## Источник
:::::

Лицо его было, по обыкновению, спокойно и сияло светлой улыбкой. Он с трудом подвигался сквозь ряды прислуги, теснившей его и старавшейся поцеловать у него руку или принять от него благословение. В числе таких я заметил не только нескольких немцев-лютеран из прислуги, но и двух татар-магометан, половых из ресторана, которые тоже просили у него и получили благословение. Отец Иоанн пробыл с нами немного более часа и вел с архиепископом (архиепископом Йоркским Маклаганом. – А.М.) крайне замечательный и интересный разговор по вопросу о сравнительном состоянии бедных классов в Англии и в России в религиозном отношении, особенно в больших городах, знакомых каждому из них по обширному личному опыту”.
Так что Иоанн Сергиев мог быть и интересным светским собеседником. А к истории с благословением иноверцев можно добавить и свидетельство о встрече батюшки с другим англичанином, епископом Викельсоном: “Отец Иоанн облобызал крест, который украшал грудь англиканского епископа. Все англичане-миряне брали благословение у нашего архиепископа и у о.Иоанна, которого встретили с громадным восторгом”.
Выходит, Иоанн Кронштадтский, которого иной раз упрекают в чрезмерной ксенофобии, в действительности был чуть ли не основоположником русского экуменизма.
Впрочем, значительно чаще его упрекают в создании собственной секты. Но вряд ли он прикладывал к ее созданию какие-то усилия. Да, действительно, при “Доме трудолюбия” (созданном, кстати сказать, самим о.Иоанном) образовалась некая секта “иоаннитов” (по большей части состоящая из иоанниток). Митрополит Евлогий сообщал: “Они рвались к нему из толпы и кричали: “Ты Христос! Ты сын Божий!..”. В своем диком фанатизме “иоаннитки” дошли до кощунства: они имели чашу с изображением о. Иоанна вместо Христа и творили всякие непотребства. Еще при жизни о. Иоанна секта стала распространяться по России”.
Однако сам отец Иоанн Сергиев не слишком жаловал сектанток. Писатель Борис Зайцев вспоминал: “Вот и темные черты: “иоаннитки”, последовательницы секты, считавшей его за Спасителя, вторично сошедшего на землю. Отец Иоанн не давал им причастия. “Проходи, проходи, – говорил он, – ты обуяна безумием, я предал вас анафеме за богохульство”. Но отделаться от них не так-то было легко. Они, как безумные, лезли к чаше, так что городовым приходилось их оттаскивать. Мало того, при каждом удобном случае они кусали его, стараясь причаститься каплей его крови”.
Ну и, конечно, симпатии и антипатии батюшки кажутся несколько странными. Он, например, симпатизировал Григорию Распутину (видел в нем “искру Божью”), зато был яростным противником Толстого.

:::::

## Записанные данные
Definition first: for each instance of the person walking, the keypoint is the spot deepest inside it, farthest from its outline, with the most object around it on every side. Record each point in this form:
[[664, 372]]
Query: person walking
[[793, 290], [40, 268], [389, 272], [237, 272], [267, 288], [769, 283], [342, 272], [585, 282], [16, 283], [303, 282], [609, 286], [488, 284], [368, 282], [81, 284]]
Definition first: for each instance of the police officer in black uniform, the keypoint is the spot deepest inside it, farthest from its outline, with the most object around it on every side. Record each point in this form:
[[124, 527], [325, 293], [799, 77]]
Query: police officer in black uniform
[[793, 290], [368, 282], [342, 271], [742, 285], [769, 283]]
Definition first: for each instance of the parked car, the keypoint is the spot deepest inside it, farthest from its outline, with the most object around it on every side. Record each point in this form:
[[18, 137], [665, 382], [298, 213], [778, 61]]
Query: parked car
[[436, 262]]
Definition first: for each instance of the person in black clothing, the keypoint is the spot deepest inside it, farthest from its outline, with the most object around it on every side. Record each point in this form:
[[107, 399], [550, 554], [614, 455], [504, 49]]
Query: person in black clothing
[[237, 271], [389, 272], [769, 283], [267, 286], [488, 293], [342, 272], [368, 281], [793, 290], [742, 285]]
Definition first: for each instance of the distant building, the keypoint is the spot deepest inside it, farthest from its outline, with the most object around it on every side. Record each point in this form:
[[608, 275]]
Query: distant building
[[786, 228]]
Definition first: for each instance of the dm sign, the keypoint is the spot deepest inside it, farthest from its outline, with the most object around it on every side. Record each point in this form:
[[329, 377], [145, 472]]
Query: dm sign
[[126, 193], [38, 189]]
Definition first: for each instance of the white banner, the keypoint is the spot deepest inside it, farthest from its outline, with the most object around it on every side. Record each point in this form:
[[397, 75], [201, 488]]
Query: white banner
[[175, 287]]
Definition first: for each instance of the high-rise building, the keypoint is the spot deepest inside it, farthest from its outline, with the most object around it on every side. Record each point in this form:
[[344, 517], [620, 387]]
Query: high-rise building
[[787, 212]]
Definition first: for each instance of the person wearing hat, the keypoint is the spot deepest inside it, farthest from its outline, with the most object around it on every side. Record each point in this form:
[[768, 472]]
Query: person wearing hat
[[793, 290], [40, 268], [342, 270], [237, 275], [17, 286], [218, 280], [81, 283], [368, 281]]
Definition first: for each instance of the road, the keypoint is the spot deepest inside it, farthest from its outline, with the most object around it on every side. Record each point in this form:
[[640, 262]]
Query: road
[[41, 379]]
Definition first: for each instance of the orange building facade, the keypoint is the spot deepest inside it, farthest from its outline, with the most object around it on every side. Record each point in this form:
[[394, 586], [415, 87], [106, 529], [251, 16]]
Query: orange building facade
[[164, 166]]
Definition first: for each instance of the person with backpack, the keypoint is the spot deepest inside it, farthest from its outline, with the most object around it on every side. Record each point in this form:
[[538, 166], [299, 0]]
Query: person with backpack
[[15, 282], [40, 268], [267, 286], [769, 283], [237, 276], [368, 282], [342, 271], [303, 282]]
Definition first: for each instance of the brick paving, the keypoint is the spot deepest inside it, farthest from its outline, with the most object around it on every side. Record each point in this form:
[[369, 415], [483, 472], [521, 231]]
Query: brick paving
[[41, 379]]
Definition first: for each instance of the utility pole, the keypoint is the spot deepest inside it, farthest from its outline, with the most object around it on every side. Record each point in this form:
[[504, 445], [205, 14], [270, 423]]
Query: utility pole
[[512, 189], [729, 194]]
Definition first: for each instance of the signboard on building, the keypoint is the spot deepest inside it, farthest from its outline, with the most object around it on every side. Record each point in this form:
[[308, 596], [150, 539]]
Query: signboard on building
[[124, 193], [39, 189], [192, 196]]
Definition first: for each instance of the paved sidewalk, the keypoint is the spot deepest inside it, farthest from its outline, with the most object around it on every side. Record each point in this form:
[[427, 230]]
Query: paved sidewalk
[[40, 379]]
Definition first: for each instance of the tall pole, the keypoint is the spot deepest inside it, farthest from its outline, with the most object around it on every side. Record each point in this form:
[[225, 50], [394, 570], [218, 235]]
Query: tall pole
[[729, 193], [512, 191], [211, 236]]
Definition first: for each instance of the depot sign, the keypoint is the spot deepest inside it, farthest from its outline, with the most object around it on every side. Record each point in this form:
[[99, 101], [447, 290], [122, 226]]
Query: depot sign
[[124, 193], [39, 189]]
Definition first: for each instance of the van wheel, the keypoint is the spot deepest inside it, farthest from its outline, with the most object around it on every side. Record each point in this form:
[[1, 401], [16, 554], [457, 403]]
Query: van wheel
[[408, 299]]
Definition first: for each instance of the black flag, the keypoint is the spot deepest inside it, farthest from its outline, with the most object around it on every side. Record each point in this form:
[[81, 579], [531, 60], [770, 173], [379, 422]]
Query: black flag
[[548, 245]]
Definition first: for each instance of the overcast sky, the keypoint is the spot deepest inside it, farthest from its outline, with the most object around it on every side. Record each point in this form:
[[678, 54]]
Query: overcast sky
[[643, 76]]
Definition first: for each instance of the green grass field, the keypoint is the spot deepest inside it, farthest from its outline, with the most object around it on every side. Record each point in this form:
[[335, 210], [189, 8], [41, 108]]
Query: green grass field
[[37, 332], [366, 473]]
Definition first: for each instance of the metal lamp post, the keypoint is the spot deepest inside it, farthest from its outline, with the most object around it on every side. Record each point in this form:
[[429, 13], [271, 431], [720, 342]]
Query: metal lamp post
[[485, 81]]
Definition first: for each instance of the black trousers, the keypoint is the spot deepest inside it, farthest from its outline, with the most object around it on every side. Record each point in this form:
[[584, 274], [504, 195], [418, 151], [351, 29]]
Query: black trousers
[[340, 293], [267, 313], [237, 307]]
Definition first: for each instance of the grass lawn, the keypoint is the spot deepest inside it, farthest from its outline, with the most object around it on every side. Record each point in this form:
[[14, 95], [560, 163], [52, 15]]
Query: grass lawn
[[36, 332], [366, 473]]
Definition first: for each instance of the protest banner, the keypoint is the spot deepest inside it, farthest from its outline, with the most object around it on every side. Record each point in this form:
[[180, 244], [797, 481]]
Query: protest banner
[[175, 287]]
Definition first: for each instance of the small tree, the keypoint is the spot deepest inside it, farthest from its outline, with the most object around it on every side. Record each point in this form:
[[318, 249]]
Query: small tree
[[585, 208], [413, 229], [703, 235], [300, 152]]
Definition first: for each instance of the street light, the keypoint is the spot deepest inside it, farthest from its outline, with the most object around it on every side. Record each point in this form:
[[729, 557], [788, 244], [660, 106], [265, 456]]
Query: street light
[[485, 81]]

:::::

## Набор заданий
1. Кому, согласно тексту об Иоанне Кронштадтском, симпатизировал отец Иоанн?
2. Выпишите дословно из текста об Иоанне Кронштадтском отрывок от слов «Ну и, конечно, симпатии» до слов «яростным противником Толстого.» включительно.

## Список ответов
1. Григорию Распутину.

2.
Ну и, конечно, симпатии и антипатии батюшки кажутся несколько странными. Он, например, симпатизировал Григорию Распутину (видел в нем “искру Божью”), зато был яростным противником Толстого.